**Tasks to perform:**
[A] In the CRISP project page, rewrite the paragraph beginning "As a second contribution" as a short bulleted list that keeps its main facts.
[B] Name every dataset on which the CRISP project page says CRISP and its self-training were demonstrated.
[C] According to the CRISP project page, why can the shape decoder be replaced by an active shape model in the corrector?

**Passage given:**
Accepted to ⚡ CVPR 2025 ⚡ .
This is the project repo for the paper CRISP: Object Pose and Shape Estimation with Test-Time Adaptation, which is accepted to CVPR 2025. In this paper, we consider the problem of estimating object pose and shape from an RGB-D image.
Our first contribution is to introduce CRISP, a category-agnostic object pose and shape estimation pipeline. The pipeline implements an encoder-decoder model for shape estimation. It uses FiLM-conditioning for implicit shape reconstruction and a DPT-based network for estimating pose-normalized points for pose estimation.
As a second contribution, we propose an optimization-based pose and shape corrector that can correct estimation errors caused by a domain gap. Observing that the shape decoder is well behaved in the convex hull of known shapes, we approximate the shape decoder with an active shape model, and show that this reduces the shape correction problem to a constrained linear least squares problem, which can be solved efficiently by an interior point algorithm.
Gradient Descent | ![]() |
![]() |
![]() |
Ours (BCD) | ![]() |
![]() |
![]() |
Third, we introduce a self-training pipeline to perform self-supervised domain adaptation of CRISP. The self-training is based on a correct-and-certify approach, which leverages the corrector to generate pseudo-labels at test time, and uses them to self-train CRISP. We demonstrate CRISP (and the self-training) on YCBV, SPE3R, and NOCS datasets. CRISP shows high performance on all the datasets. Moreover, our self-training is capable of bridging a large domain gap. Finally, CRISP also shows an ability to generalize to unseen objects.

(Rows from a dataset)
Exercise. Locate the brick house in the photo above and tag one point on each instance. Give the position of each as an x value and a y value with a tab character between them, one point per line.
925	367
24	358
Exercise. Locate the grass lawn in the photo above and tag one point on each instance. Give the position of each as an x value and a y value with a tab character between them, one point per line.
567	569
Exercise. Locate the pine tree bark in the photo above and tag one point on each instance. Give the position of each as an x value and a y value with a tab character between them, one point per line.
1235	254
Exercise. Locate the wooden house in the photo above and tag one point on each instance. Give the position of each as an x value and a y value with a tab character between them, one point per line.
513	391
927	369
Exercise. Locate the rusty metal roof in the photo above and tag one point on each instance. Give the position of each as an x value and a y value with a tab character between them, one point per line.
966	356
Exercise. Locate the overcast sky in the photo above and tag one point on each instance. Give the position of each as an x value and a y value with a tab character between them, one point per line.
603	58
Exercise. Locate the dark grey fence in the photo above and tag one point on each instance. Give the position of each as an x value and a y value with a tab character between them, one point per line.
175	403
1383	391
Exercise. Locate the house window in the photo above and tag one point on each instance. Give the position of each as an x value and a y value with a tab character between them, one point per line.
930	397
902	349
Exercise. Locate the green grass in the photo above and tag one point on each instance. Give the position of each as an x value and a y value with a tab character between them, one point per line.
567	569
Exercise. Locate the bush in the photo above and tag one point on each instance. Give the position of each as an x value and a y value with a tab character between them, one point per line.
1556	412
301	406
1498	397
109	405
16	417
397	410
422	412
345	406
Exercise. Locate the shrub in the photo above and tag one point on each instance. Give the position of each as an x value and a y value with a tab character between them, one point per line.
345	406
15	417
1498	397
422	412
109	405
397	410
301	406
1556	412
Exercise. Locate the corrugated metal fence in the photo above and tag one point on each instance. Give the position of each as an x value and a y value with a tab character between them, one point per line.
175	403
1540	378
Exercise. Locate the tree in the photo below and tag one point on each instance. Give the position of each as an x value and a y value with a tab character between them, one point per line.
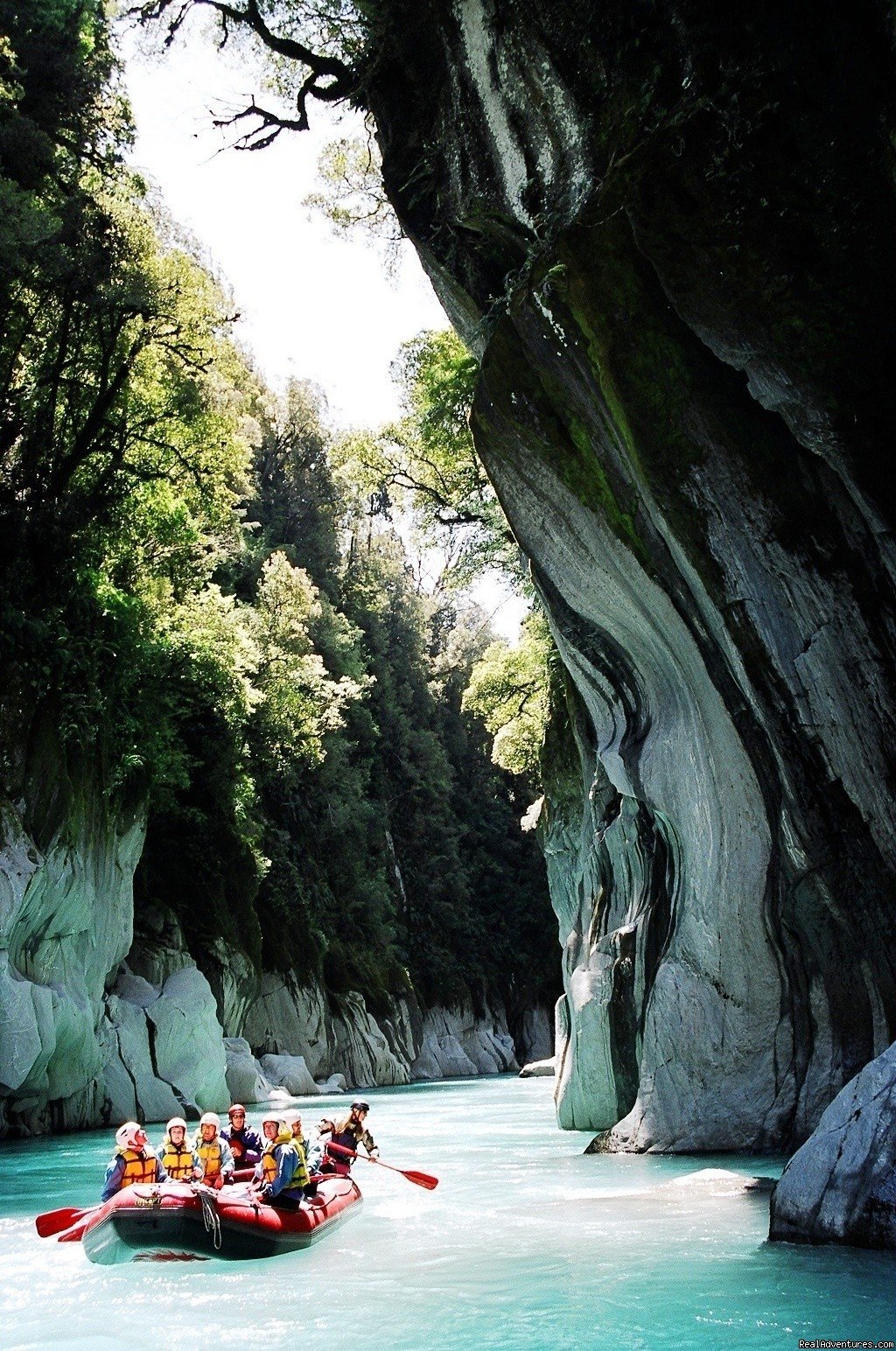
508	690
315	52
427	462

==

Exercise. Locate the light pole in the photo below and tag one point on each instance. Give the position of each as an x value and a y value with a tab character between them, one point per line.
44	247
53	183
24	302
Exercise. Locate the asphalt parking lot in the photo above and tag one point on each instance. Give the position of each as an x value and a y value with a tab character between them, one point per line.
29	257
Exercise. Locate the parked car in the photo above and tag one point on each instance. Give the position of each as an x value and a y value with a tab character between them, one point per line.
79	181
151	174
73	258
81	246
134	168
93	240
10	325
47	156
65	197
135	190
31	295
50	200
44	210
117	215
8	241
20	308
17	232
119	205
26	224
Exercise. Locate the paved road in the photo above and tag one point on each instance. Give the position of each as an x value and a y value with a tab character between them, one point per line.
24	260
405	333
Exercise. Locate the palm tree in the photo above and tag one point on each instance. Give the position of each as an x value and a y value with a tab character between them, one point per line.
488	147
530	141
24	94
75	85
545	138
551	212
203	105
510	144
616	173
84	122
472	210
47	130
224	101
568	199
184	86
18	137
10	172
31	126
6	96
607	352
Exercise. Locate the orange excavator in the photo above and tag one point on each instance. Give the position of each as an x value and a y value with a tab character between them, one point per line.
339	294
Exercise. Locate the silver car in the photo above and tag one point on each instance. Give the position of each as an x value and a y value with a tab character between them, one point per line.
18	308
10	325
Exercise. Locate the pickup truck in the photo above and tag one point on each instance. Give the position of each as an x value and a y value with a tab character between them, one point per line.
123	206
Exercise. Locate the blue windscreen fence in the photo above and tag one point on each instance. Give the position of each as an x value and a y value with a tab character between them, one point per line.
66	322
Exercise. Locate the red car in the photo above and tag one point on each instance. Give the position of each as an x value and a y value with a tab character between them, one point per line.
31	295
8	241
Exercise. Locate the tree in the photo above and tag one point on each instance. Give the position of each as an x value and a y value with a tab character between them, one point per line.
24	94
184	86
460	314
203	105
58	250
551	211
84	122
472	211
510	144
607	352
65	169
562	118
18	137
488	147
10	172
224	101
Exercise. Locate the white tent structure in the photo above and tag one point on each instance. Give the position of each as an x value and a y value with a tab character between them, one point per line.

* * *

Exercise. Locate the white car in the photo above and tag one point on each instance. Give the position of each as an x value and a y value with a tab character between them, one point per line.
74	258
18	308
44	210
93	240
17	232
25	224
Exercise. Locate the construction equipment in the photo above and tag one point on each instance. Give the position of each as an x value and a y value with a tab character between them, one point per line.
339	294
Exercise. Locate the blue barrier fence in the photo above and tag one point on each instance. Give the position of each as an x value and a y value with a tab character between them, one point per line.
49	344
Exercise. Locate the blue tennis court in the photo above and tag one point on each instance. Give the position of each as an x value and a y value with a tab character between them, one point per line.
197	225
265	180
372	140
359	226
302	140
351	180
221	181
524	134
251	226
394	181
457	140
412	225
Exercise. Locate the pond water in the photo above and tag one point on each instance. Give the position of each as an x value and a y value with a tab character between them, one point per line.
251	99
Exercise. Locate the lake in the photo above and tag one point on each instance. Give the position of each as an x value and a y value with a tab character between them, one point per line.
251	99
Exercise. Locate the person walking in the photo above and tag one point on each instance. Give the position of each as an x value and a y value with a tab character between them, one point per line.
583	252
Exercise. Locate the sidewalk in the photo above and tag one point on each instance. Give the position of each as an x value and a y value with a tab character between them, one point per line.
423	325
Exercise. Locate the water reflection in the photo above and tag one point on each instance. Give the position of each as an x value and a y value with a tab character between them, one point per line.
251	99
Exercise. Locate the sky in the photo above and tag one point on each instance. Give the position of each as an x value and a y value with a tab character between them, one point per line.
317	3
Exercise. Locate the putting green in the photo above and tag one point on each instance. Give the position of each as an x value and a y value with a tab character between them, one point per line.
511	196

**Solution set:**
[A]
- Proposes an optimization-based pose and shape corrector that fixes estimation errors caused by a domain gap.
- Approximates the shape decoder with an active shape model, because the decoder is well behaved in the convex hull of known shapes.
- This approximation turns shape correction into a constrained linear least squares problem.
- An interior point algorithm solves that problem efficiently.

[B] YCBV, SPE3R, NOCS

[C] The shape decoder is well behaved in the convex hull of known shapes, so an active shape model can approximate it. With that approximation, shape correction becomes a constrained linear least squares problem that an interior point algorithm can solve efficiently.